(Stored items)
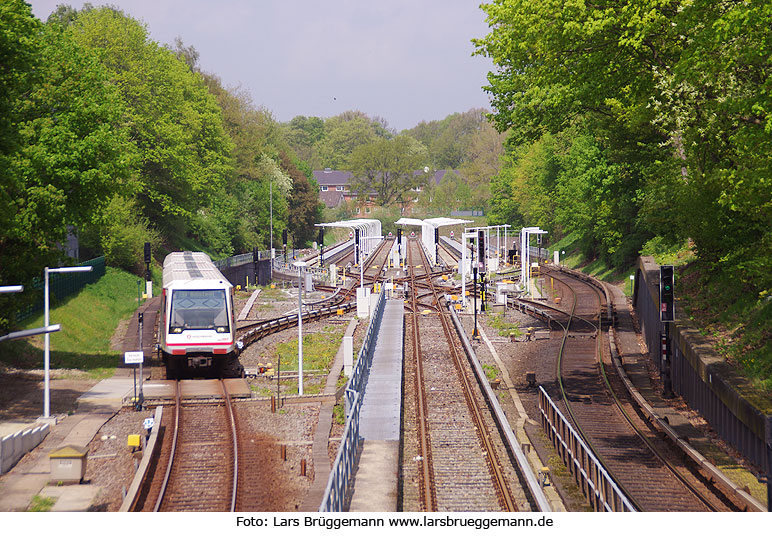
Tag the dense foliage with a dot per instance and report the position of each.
(106, 133)
(634, 120)
(645, 124)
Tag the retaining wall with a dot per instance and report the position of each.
(14, 446)
(734, 409)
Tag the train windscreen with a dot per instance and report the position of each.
(199, 309)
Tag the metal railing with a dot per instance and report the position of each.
(336, 492)
(589, 474)
(358, 380)
(339, 483)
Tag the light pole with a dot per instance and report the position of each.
(27, 332)
(47, 353)
(300, 265)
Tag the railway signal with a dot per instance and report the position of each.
(666, 295)
(481, 250)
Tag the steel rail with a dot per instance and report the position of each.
(429, 495)
(234, 435)
(699, 495)
(165, 483)
(569, 407)
(618, 404)
(494, 464)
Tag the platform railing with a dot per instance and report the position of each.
(589, 474)
(339, 482)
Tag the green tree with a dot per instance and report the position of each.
(173, 119)
(387, 170)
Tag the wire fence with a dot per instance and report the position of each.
(63, 285)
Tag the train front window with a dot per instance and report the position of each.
(198, 309)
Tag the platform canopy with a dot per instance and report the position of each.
(427, 231)
(369, 231)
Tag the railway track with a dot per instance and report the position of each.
(649, 470)
(459, 465)
(197, 468)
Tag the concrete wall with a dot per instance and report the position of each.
(711, 386)
(14, 446)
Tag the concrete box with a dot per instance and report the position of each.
(68, 464)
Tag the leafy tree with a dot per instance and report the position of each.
(385, 170)
(173, 119)
(304, 207)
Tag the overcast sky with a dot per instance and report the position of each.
(403, 60)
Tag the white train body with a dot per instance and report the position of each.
(198, 325)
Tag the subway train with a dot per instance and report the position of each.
(198, 328)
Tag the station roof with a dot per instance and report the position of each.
(434, 222)
(360, 223)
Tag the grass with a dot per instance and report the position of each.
(505, 329)
(41, 504)
(319, 351)
(88, 322)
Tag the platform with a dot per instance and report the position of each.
(375, 480)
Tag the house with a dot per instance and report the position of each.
(334, 186)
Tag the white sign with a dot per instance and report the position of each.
(133, 358)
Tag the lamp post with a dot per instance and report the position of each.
(300, 265)
(11, 288)
(47, 353)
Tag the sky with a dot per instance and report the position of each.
(405, 61)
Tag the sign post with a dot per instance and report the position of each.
(134, 358)
(666, 316)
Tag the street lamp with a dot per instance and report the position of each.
(47, 358)
(300, 265)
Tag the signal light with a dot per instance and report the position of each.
(666, 294)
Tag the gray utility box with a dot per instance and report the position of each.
(68, 464)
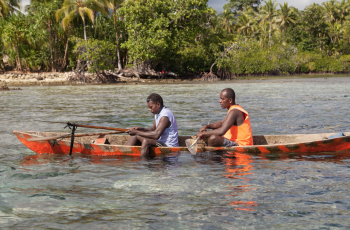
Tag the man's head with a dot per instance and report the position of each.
(227, 98)
(155, 103)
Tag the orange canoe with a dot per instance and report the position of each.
(264, 144)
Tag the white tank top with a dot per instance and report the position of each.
(170, 135)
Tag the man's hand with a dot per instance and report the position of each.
(131, 131)
(200, 135)
(203, 129)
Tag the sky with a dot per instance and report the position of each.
(218, 4)
(300, 4)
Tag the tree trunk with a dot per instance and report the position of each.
(18, 57)
(117, 40)
(65, 52)
(270, 35)
(84, 27)
(50, 47)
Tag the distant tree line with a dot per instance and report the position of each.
(248, 37)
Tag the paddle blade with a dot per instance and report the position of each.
(191, 146)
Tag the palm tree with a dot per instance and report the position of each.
(246, 23)
(14, 33)
(79, 7)
(286, 15)
(343, 10)
(330, 11)
(114, 6)
(8, 7)
(268, 13)
(226, 20)
(67, 27)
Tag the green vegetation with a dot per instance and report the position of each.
(248, 38)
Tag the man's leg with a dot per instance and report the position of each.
(215, 141)
(133, 141)
(146, 144)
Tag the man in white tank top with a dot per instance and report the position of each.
(164, 131)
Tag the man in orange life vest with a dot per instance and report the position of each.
(234, 129)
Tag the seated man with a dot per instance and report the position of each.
(234, 129)
(163, 132)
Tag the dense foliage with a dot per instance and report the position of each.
(249, 37)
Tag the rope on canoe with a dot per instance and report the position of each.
(73, 127)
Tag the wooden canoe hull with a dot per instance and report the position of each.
(261, 145)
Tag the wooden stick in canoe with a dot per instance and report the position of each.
(68, 135)
(86, 126)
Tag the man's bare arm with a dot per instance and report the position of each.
(146, 129)
(153, 134)
(227, 123)
(214, 125)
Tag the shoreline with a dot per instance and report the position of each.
(61, 79)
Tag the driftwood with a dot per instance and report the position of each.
(5, 88)
(122, 76)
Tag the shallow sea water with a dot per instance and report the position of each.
(187, 192)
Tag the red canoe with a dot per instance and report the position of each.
(264, 144)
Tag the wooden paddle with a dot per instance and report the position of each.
(74, 126)
(86, 126)
(69, 134)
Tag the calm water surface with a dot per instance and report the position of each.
(202, 192)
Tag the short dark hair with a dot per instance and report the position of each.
(155, 98)
(230, 93)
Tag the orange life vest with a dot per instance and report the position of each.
(241, 134)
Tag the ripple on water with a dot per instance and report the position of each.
(203, 192)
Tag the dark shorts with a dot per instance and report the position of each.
(229, 143)
(160, 144)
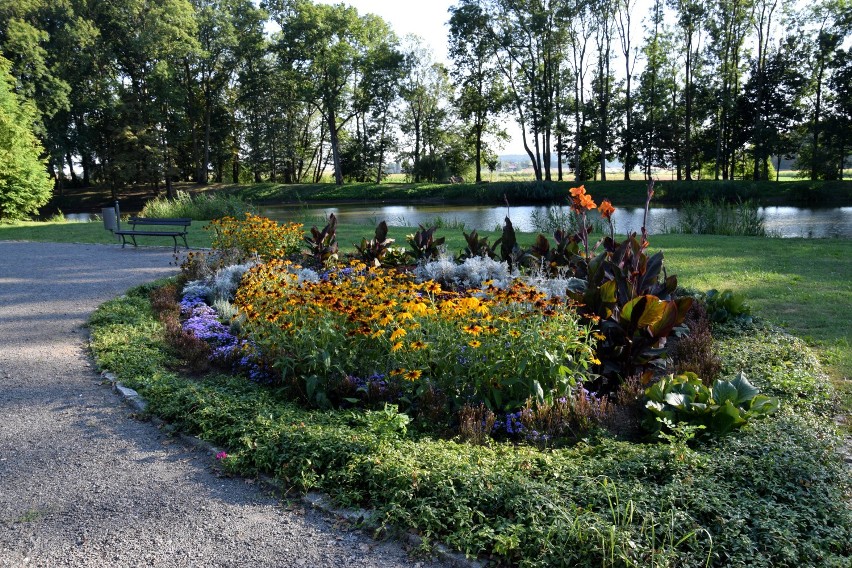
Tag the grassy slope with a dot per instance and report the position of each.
(804, 285)
(622, 192)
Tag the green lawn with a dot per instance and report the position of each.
(804, 285)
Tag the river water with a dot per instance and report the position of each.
(780, 221)
(783, 222)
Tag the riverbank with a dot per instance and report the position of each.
(800, 284)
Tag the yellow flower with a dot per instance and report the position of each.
(472, 329)
(413, 375)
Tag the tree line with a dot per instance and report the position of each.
(155, 91)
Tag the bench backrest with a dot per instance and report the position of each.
(184, 221)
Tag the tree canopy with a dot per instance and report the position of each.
(24, 183)
(133, 92)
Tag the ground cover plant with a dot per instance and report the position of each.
(771, 494)
(802, 284)
(626, 193)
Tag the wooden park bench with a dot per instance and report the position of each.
(150, 227)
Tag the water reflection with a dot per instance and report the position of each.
(780, 221)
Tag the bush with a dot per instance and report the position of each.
(498, 349)
(695, 352)
(24, 183)
(773, 495)
(255, 237)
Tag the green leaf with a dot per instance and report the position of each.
(763, 405)
(607, 291)
(745, 390)
(724, 391)
(727, 418)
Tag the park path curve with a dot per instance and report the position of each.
(82, 483)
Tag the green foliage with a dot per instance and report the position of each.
(322, 245)
(510, 251)
(476, 246)
(199, 207)
(632, 303)
(726, 305)
(24, 183)
(726, 406)
(707, 217)
(373, 252)
(773, 495)
(778, 363)
(424, 244)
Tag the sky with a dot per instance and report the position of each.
(428, 19)
(425, 18)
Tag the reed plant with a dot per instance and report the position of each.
(708, 217)
(198, 207)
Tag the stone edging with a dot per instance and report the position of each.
(363, 517)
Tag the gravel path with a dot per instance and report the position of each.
(82, 483)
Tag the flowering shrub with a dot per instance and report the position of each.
(499, 347)
(256, 236)
(471, 273)
(227, 350)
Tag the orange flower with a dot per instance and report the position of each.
(413, 375)
(606, 209)
(584, 201)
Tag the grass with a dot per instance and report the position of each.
(770, 495)
(94, 232)
(803, 285)
(625, 193)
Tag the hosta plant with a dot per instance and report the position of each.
(724, 407)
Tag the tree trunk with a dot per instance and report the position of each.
(335, 144)
(71, 168)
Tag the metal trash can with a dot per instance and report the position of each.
(108, 215)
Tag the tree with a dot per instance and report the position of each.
(24, 183)
(480, 86)
(322, 44)
(691, 14)
(829, 18)
(624, 21)
(529, 37)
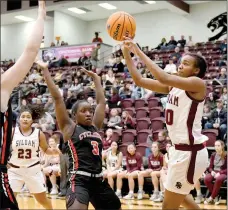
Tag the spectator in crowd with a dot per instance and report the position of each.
(190, 43)
(182, 41)
(114, 119)
(114, 163)
(155, 163)
(133, 165)
(118, 67)
(159, 61)
(97, 38)
(171, 68)
(94, 55)
(218, 119)
(51, 166)
(176, 55)
(217, 172)
(206, 116)
(224, 96)
(162, 45)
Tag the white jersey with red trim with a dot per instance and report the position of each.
(183, 118)
(25, 149)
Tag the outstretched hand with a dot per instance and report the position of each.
(130, 45)
(42, 9)
(89, 73)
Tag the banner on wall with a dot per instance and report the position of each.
(69, 52)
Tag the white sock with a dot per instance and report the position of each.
(118, 191)
(198, 192)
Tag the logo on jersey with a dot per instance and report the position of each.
(172, 99)
(178, 185)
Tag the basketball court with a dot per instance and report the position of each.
(26, 201)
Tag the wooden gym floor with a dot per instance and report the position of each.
(26, 201)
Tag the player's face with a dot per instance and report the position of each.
(187, 67)
(84, 114)
(26, 119)
(154, 148)
(114, 146)
(131, 149)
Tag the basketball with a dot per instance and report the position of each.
(121, 24)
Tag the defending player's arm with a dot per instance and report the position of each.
(14, 75)
(44, 146)
(99, 114)
(66, 125)
(191, 84)
(149, 84)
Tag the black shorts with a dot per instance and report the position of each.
(7, 199)
(95, 190)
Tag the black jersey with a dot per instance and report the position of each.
(5, 135)
(85, 150)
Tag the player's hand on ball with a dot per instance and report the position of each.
(42, 9)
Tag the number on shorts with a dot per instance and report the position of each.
(95, 150)
(169, 116)
(24, 154)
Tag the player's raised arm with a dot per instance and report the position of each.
(66, 125)
(13, 76)
(99, 114)
(149, 84)
(184, 82)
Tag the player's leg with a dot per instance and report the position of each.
(141, 176)
(131, 183)
(119, 183)
(104, 197)
(111, 176)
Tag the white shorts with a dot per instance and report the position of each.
(181, 174)
(32, 177)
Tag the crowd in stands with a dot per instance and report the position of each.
(134, 124)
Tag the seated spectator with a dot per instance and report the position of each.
(114, 164)
(125, 91)
(159, 61)
(155, 163)
(172, 43)
(182, 41)
(97, 38)
(190, 43)
(217, 172)
(107, 141)
(134, 165)
(206, 116)
(114, 119)
(114, 99)
(218, 119)
(127, 121)
(211, 101)
(162, 45)
(118, 67)
(171, 68)
(51, 167)
(176, 55)
(224, 96)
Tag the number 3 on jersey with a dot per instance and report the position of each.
(95, 150)
(169, 116)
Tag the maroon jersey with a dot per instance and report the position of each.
(155, 163)
(106, 143)
(134, 162)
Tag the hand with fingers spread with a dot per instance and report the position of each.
(42, 9)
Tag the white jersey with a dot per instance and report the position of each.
(25, 149)
(183, 118)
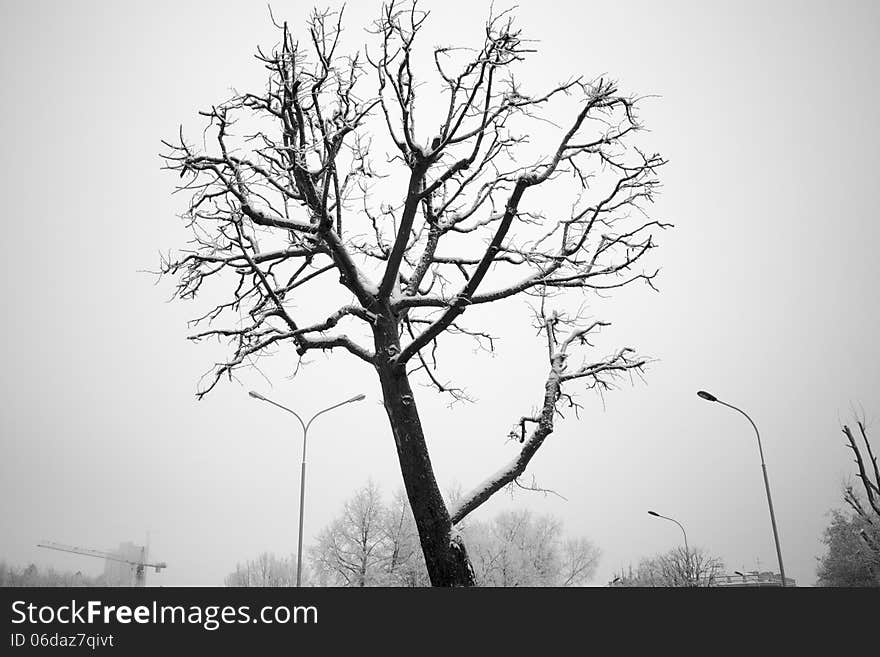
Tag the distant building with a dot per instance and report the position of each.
(753, 579)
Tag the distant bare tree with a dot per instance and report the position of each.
(33, 576)
(370, 544)
(517, 548)
(267, 570)
(676, 568)
(464, 212)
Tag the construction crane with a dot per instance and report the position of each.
(140, 577)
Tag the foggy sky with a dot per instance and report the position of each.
(767, 295)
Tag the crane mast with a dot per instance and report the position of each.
(140, 565)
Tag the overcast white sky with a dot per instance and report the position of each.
(767, 114)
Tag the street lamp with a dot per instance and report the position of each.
(687, 552)
(302, 479)
(702, 394)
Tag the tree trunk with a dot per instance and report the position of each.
(445, 554)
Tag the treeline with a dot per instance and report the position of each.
(33, 576)
(374, 543)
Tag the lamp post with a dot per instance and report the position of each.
(302, 479)
(687, 551)
(702, 394)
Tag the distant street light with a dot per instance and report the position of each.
(687, 552)
(302, 480)
(702, 394)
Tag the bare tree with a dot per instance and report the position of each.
(369, 544)
(869, 476)
(517, 548)
(285, 195)
(852, 540)
(267, 570)
(676, 568)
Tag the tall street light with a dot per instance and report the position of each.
(302, 479)
(687, 551)
(702, 394)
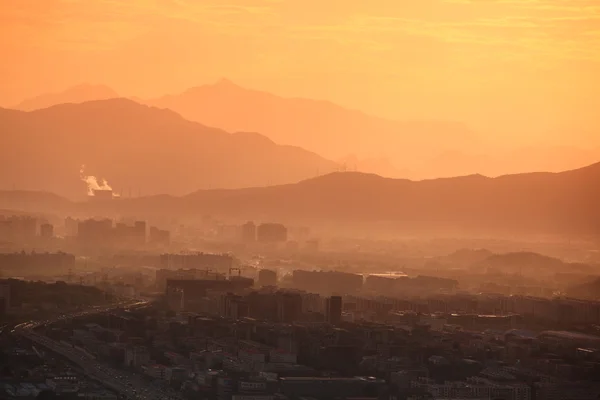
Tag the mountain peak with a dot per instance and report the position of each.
(74, 94)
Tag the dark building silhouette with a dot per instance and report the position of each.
(271, 233)
(333, 310)
(17, 228)
(4, 298)
(249, 232)
(267, 277)
(48, 261)
(159, 236)
(289, 307)
(195, 288)
(93, 231)
(214, 262)
(327, 281)
(46, 231)
(71, 226)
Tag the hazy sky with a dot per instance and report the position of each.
(518, 67)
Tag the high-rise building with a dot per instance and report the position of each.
(159, 236)
(46, 231)
(249, 232)
(271, 233)
(333, 310)
(267, 277)
(139, 229)
(4, 298)
(289, 307)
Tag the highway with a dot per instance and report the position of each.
(128, 384)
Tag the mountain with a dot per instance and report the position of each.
(509, 161)
(139, 149)
(321, 126)
(563, 203)
(550, 203)
(76, 94)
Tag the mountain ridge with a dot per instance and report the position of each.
(562, 203)
(157, 151)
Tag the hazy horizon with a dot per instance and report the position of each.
(517, 72)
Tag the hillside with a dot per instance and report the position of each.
(560, 203)
(75, 94)
(321, 126)
(139, 150)
(563, 203)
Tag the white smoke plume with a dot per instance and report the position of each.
(92, 182)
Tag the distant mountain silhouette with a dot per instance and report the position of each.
(139, 149)
(321, 126)
(528, 159)
(558, 203)
(75, 94)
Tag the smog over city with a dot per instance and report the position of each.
(292, 200)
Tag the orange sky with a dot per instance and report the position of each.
(514, 68)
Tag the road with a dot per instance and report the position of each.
(128, 384)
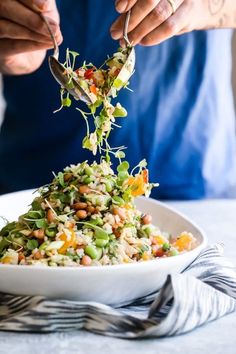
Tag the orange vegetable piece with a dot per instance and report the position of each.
(138, 183)
(93, 89)
(68, 243)
(145, 256)
(184, 242)
(158, 240)
(6, 260)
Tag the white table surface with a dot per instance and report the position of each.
(218, 218)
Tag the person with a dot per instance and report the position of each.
(181, 113)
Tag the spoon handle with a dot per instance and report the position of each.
(55, 45)
(125, 31)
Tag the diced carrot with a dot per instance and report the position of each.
(93, 89)
(145, 256)
(68, 243)
(184, 242)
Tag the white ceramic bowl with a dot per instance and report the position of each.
(107, 284)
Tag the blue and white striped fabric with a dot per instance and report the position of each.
(204, 292)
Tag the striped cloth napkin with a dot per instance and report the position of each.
(204, 292)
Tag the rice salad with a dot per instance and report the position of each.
(87, 217)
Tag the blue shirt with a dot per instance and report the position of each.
(181, 115)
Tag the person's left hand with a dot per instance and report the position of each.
(153, 21)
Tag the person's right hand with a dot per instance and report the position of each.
(24, 37)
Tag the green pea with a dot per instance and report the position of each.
(109, 186)
(147, 229)
(44, 245)
(88, 171)
(166, 247)
(174, 252)
(89, 179)
(118, 200)
(50, 232)
(101, 243)
(102, 234)
(99, 222)
(91, 252)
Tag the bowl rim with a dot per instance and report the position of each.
(116, 267)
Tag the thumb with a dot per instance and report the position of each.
(124, 5)
(47, 7)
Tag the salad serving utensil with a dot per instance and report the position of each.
(60, 74)
(128, 68)
(69, 83)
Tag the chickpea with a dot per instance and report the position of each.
(81, 214)
(86, 261)
(90, 209)
(80, 205)
(84, 189)
(121, 212)
(146, 219)
(38, 255)
(38, 234)
(50, 216)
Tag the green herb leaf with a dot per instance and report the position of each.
(123, 166)
(32, 244)
(41, 224)
(66, 102)
(61, 179)
(120, 154)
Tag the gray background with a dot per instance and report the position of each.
(233, 80)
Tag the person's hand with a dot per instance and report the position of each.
(153, 21)
(24, 37)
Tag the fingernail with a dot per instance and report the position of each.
(121, 5)
(122, 43)
(115, 34)
(40, 4)
(52, 24)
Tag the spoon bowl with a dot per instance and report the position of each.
(68, 82)
(60, 73)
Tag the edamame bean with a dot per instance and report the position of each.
(91, 251)
(101, 243)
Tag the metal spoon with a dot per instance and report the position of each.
(128, 67)
(70, 84)
(59, 72)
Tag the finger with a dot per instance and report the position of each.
(124, 5)
(9, 47)
(160, 14)
(16, 12)
(37, 5)
(171, 27)
(47, 7)
(12, 30)
(139, 11)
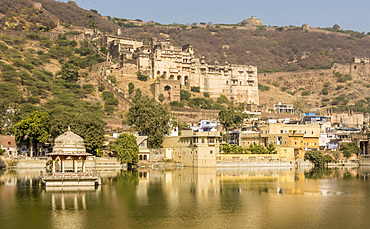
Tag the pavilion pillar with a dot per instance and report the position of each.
(83, 165)
(62, 164)
(53, 170)
(75, 165)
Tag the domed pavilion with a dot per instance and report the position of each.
(69, 146)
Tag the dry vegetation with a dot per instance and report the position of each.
(21, 15)
(270, 50)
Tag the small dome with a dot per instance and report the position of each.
(69, 143)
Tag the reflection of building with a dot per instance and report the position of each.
(284, 108)
(193, 148)
(8, 144)
(69, 146)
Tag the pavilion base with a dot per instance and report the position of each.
(70, 180)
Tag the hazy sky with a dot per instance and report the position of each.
(349, 14)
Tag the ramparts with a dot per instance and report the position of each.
(190, 115)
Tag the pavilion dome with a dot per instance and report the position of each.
(69, 143)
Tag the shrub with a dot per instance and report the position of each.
(177, 104)
(305, 93)
(142, 77)
(185, 95)
(276, 84)
(113, 80)
(283, 88)
(3, 46)
(101, 88)
(109, 99)
(344, 78)
(263, 88)
(339, 87)
(325, 91)
(89, 88)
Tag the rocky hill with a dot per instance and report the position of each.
(294, 63)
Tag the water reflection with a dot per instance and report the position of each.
(191, 197)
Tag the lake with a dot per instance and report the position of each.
(192, 198)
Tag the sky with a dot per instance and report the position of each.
(348, 14)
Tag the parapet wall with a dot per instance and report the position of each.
(98, 76)
(189, 115)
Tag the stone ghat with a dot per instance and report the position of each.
(93, 163)
(70, 179)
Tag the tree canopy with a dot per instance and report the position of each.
(125, 148)
(317, 158)
(33, 129)
(349, 148)
(150, 118)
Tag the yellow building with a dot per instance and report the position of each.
(300, 137)
(198, 149)
(251, 137)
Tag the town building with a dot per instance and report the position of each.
(300, 137)
(284, 108)
(196, 149)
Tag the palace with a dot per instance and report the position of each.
(178, 65)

(EXERCISE DIRECTIONS)
Transcribe exactly, and only, the lines from the one with "Tag the stone ghat" through the last line of the data.

(ANSWER SECTION)
Tag the stone ghat with a dot per instance and report the position of each.
(93, 163)
(70, 179)
Tag the tree canopy with a dot per instance and report the position of each.
(125, 148)
(317, 158)
(33, 129)
(349, 148)
(150, 118)
Tag the yellow building with a dot per instance and report the position of each.
(300, 137)
(198, 149)
(251, 137)
Tag the town building with a dot per instance and report the position of each.
(300, 137)
(284, 108)
(196, 149)
Tag the palace with a dot per instance and report the position of each.
(178, 65)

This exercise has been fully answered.